→ **Prompt**
Count how many lines of the material below contain the word "seats", and reply with only that number.

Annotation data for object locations
>> START

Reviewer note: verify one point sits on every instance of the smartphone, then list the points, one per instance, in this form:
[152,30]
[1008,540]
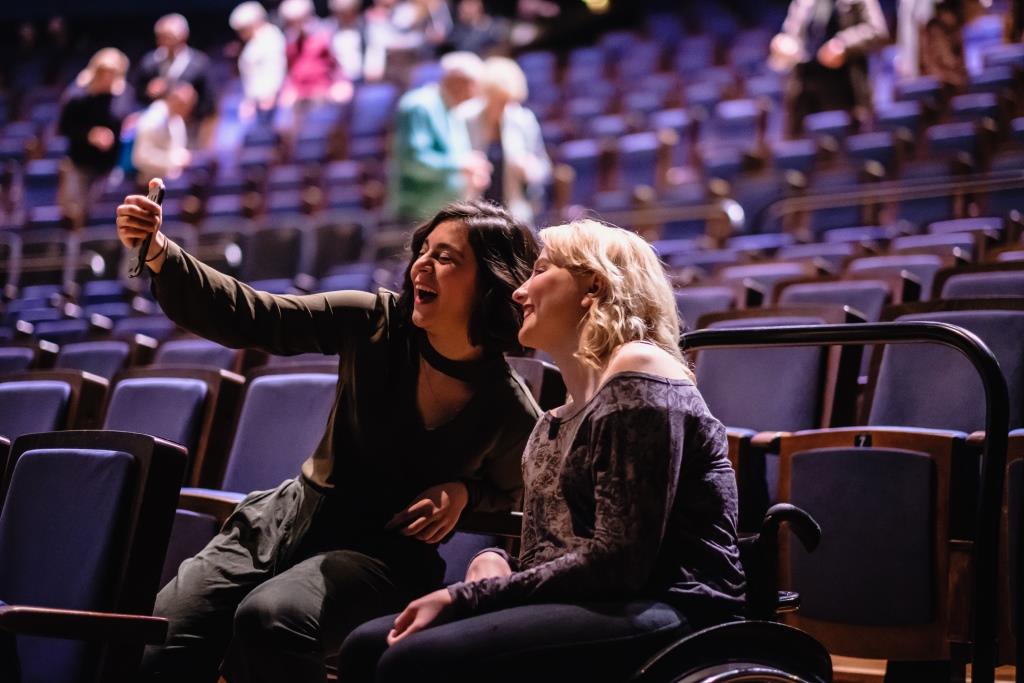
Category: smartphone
[138,262]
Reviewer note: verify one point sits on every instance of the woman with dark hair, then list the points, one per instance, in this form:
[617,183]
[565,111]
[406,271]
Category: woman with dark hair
[429,422]
[629,531]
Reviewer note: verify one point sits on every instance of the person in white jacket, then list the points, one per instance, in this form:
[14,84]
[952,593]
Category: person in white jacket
[262,62]
[509,135]
[161,147]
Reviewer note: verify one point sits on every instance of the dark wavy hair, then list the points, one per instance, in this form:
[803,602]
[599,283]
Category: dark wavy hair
[505,251]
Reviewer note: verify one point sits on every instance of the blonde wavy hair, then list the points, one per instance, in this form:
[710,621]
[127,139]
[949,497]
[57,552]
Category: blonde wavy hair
[636,302]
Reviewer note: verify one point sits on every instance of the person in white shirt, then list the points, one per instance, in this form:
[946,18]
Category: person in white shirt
[509,135]
[356,47]
[161,148]
[262,62]
[174,61]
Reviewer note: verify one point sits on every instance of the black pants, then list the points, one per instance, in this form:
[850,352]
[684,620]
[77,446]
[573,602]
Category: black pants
[268,599]
[537,643]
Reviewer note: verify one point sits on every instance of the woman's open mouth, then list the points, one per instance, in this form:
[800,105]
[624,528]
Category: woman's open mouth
[425,295]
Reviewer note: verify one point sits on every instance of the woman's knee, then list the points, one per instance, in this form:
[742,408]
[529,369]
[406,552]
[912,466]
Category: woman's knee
[264,619]
[363,649]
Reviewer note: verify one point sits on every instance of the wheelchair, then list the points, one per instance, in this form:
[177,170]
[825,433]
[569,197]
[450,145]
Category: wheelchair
[758,648]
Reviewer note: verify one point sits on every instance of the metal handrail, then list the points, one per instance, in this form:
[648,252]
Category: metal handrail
[986,547]
[894,189]
[726,209]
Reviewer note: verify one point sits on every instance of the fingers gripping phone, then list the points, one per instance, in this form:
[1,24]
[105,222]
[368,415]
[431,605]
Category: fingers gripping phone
[138,262]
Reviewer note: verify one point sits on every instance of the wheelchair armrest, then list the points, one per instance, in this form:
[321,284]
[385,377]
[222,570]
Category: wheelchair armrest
[508,524]
[218,504]
[79,625]
[801,523]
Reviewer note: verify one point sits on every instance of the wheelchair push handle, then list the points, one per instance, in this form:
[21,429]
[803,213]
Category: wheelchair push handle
[800,521]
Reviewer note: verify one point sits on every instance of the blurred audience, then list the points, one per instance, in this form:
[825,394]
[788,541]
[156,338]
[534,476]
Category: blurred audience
[356,49]
[262,62]
[508,134]
[93,110]
[312,72]
[161,147]
[531,16]
[172,62]
[930,36]
[433,161]
[474,30]
[824,45]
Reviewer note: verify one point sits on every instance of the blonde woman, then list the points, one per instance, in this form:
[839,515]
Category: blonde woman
[509,135]
[629,535]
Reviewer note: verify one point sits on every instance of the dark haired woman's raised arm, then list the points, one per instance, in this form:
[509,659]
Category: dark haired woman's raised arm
[218,307]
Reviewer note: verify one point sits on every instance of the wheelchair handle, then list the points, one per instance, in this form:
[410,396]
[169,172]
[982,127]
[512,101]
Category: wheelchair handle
[800,521]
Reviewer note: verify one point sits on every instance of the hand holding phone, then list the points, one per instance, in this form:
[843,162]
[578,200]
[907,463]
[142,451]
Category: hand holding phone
[138,260]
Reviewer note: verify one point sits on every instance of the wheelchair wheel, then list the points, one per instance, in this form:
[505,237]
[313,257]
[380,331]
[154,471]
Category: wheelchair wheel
[737,651]
[741,672]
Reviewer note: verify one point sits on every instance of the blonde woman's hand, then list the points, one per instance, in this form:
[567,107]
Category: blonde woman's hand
[487,565]
[419,614]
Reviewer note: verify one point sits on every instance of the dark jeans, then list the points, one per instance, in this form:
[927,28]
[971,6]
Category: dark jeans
[269,598]
[537,643]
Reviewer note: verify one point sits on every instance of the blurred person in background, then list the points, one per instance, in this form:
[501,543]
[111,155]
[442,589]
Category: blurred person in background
[433,161]
[312,72]
[174,61]
[93,110]
[824,45]
[161,147]
[419,28]
[356,49]
[474,30]
[508,134]
[262,62]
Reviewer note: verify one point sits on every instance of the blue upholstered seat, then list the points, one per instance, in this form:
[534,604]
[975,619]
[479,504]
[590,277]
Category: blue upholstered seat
[740,385]
[83,527]
[922,266]
[100,357]
[32,406]
[981,285]
[196,352]
[170,408]
[910,393]
[263,455]
[92,485]
[693,302]
[866,296]
[15,358]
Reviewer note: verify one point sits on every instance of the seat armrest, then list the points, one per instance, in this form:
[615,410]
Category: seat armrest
[768,441]
[499,523]
[78,625]
[218,504]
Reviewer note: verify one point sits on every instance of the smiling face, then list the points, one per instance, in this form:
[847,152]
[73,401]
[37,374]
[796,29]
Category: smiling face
[554,302]
[443,278]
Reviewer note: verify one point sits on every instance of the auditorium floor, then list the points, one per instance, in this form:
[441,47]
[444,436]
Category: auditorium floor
[851,670]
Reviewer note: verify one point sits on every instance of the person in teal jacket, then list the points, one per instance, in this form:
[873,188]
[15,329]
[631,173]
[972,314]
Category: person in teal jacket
[433,161]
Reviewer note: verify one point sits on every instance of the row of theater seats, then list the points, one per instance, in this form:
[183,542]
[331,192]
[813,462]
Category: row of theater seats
[842,272]
[891,473]
[893,488]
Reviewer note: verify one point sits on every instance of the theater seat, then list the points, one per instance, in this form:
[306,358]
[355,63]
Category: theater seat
[83,529]
[50,399]
[194,408]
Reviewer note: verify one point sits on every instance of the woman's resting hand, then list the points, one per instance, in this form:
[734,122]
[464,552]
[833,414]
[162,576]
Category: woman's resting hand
[433,513]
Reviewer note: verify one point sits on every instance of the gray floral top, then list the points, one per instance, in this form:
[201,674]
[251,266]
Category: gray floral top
[630,497]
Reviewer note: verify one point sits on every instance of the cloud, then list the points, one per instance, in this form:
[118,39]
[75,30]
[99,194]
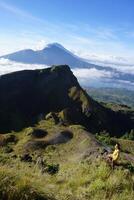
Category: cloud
[19,12]
[86,77]
[7,66]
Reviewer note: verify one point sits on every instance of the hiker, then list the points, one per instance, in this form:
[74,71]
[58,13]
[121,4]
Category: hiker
[112,158]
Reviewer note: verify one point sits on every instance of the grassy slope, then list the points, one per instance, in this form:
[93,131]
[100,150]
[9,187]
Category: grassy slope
[83,174]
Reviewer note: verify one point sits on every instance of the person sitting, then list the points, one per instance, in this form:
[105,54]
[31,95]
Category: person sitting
[112,158]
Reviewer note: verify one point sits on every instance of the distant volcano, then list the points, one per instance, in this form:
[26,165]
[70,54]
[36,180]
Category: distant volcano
[52,54]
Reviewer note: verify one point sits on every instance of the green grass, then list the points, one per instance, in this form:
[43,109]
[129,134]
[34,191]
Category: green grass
[78,177]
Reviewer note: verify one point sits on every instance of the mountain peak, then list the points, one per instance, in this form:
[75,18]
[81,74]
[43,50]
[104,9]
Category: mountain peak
[55,44]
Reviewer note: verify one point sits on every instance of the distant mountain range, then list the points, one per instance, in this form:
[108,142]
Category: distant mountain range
[52,54]
[56,54]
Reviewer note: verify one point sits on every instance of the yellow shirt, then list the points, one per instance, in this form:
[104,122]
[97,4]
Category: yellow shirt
[115,154]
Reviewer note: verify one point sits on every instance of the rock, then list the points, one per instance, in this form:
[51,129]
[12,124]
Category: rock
[26,158]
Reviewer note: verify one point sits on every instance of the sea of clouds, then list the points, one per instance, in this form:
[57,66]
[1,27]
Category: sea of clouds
[87,77]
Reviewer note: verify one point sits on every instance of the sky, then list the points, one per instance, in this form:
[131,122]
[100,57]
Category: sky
[101,30]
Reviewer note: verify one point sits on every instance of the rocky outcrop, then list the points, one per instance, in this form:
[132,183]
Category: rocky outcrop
[28,96]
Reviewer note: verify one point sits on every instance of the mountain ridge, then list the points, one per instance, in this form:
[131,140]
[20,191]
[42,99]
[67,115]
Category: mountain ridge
[56,90]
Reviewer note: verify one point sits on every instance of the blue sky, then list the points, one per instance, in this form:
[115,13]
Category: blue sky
[94,29]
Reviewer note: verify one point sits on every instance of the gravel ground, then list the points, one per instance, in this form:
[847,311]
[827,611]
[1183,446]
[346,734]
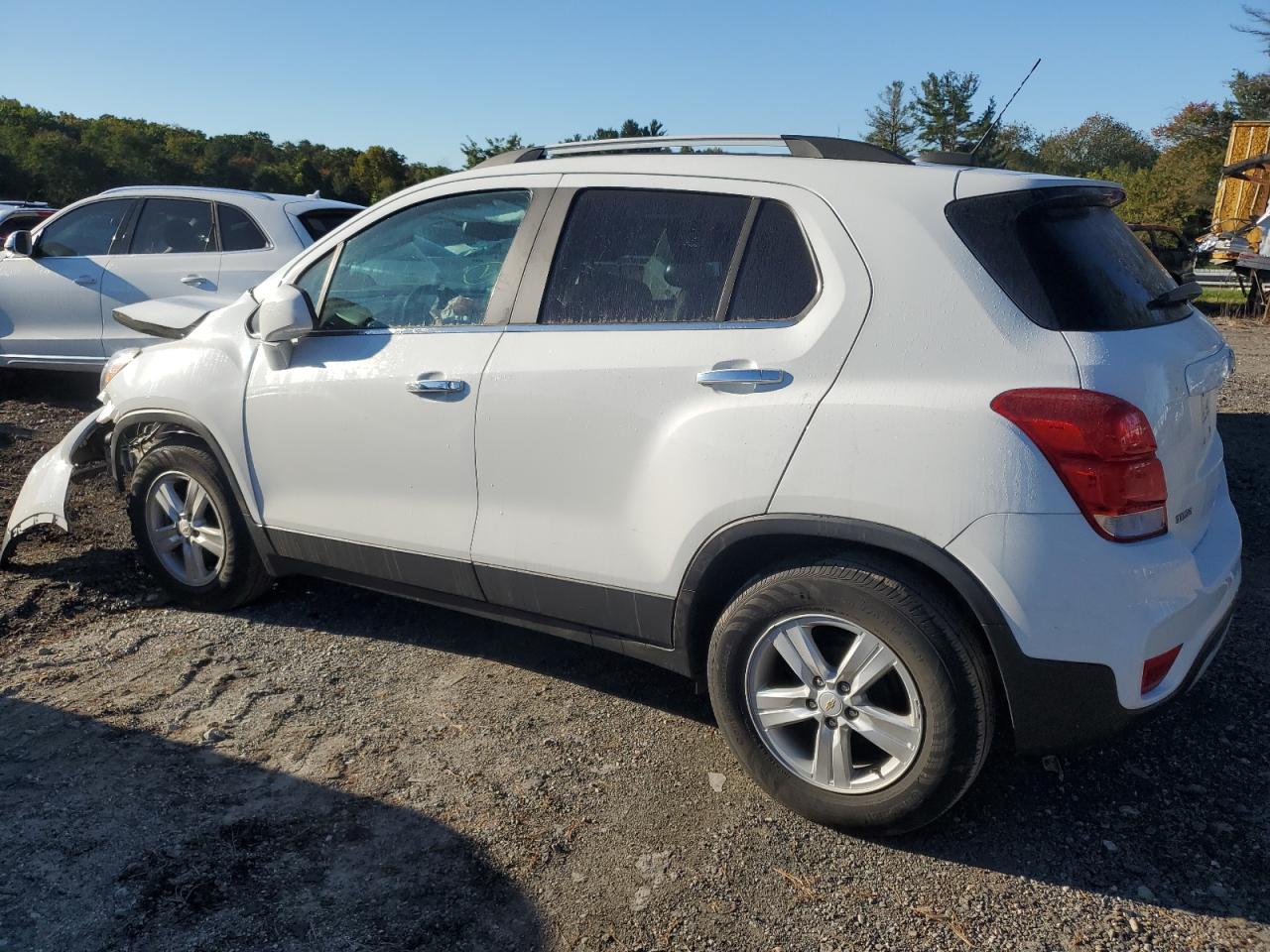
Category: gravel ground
[334,770]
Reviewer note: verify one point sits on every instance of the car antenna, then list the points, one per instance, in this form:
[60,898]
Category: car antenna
[997,121]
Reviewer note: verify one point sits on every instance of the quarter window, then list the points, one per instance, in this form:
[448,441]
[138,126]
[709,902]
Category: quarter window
[643,257]
[173,226]
[314,277]
[434,264]
[87,230]
[238,231]
[778,277]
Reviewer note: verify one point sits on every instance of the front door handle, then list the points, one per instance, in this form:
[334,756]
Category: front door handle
[436,388]
[739,375]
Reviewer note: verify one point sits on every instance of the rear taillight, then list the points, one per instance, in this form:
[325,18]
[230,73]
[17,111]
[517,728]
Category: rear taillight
[1102,449]
[1155,669]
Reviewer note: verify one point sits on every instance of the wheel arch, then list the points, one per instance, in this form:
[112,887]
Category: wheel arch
[743,548]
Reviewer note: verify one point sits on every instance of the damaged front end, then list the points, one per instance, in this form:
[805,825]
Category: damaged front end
[82,452]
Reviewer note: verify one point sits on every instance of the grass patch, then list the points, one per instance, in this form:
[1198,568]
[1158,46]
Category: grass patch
[1222,296]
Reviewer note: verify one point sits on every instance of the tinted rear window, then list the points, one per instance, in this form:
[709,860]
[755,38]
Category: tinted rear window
[238,231]
[318,223]
[1066,259]
[778,277]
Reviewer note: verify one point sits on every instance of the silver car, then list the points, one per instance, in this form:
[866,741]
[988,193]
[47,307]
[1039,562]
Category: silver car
[62,282]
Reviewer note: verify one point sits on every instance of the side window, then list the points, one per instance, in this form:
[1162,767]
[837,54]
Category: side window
[238,231]
[778,277]
[173,226]
[434,264]
[314,277]
[629,255]
[87,230]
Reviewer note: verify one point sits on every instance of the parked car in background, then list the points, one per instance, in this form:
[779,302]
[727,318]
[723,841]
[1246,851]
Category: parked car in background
[1170,248]
[60,282]
[22,216]
[721,429]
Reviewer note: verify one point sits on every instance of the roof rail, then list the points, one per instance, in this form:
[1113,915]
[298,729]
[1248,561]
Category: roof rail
[801,146]
[190,188]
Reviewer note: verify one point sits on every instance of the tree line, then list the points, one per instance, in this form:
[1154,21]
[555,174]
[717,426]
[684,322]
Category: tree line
[59,158]
[1170,175]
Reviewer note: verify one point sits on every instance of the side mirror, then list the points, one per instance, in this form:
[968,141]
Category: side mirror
[18,243]
[285,315]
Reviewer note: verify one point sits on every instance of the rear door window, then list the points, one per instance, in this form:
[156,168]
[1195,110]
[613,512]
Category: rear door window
[634,255]
[173,226]
[238,231]
[1066,259]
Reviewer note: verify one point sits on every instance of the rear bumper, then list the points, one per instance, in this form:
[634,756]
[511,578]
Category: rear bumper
[1082,616]
[1067,705]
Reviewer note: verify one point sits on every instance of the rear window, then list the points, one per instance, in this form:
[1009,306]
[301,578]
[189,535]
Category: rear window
[1066,259]
[325,220]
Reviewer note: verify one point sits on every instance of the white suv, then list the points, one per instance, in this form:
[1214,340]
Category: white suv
[204,246]
[880,452]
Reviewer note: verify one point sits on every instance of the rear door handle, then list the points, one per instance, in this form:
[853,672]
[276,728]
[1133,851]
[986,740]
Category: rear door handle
[436,388]
[739,375]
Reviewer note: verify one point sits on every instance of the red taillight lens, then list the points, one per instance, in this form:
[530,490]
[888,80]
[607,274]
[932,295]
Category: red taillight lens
[1155,669]
[1102,449]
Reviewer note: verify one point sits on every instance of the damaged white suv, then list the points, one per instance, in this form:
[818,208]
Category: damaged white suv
[693,407]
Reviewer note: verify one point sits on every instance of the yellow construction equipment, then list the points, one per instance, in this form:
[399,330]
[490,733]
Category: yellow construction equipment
[1242,191]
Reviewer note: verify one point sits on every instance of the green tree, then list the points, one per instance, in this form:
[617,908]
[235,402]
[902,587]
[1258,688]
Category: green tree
[474,153]
[1250,95]
[1176,190]
[1098,143]
[379,172]
[1196,121]
[945,113]
[893,121]
[1012,145]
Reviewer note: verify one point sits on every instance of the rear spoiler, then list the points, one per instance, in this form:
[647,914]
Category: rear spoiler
[171,317]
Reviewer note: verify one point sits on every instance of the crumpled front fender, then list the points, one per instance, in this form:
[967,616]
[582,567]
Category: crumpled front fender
[44,495]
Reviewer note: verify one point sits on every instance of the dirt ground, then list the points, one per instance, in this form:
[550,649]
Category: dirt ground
[334,770]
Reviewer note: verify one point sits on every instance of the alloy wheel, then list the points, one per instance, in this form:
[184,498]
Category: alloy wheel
[833,703]
[186,529]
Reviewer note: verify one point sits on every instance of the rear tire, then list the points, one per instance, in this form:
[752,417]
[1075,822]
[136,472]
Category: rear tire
[190,532]
[922,689]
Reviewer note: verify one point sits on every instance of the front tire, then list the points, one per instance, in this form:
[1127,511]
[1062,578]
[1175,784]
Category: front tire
[190,532]
[852,692]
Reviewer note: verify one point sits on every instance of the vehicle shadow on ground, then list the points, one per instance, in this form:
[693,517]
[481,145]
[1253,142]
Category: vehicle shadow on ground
[118,839]
[356,612]
[50,388]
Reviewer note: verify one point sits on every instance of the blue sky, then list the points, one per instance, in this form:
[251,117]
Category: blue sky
[422,76]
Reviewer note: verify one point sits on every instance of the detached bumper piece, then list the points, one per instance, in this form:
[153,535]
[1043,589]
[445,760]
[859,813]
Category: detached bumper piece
[42,500]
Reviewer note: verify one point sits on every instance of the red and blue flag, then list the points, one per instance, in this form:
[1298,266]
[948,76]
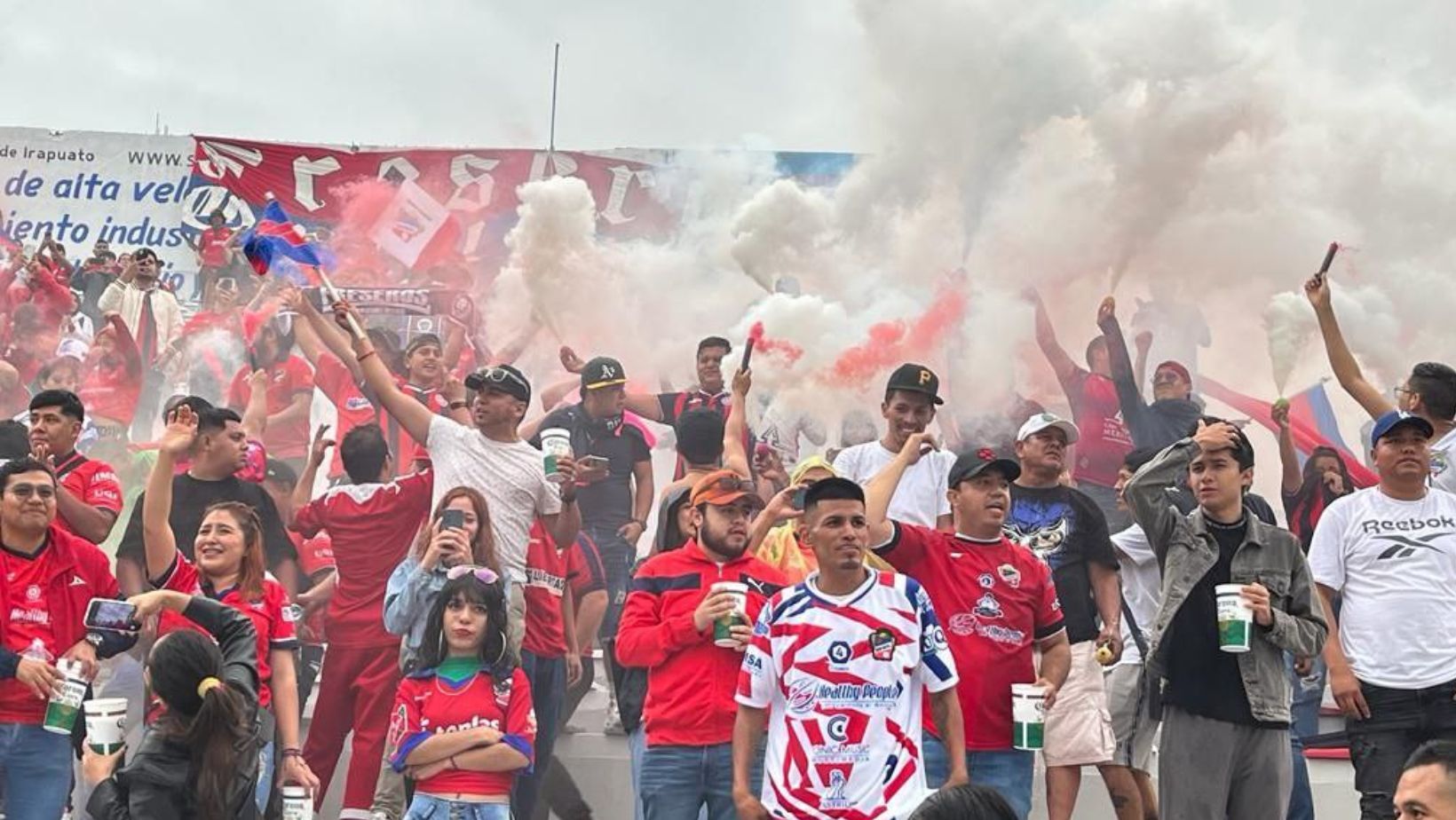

>> END

→ **Solved exercise**
2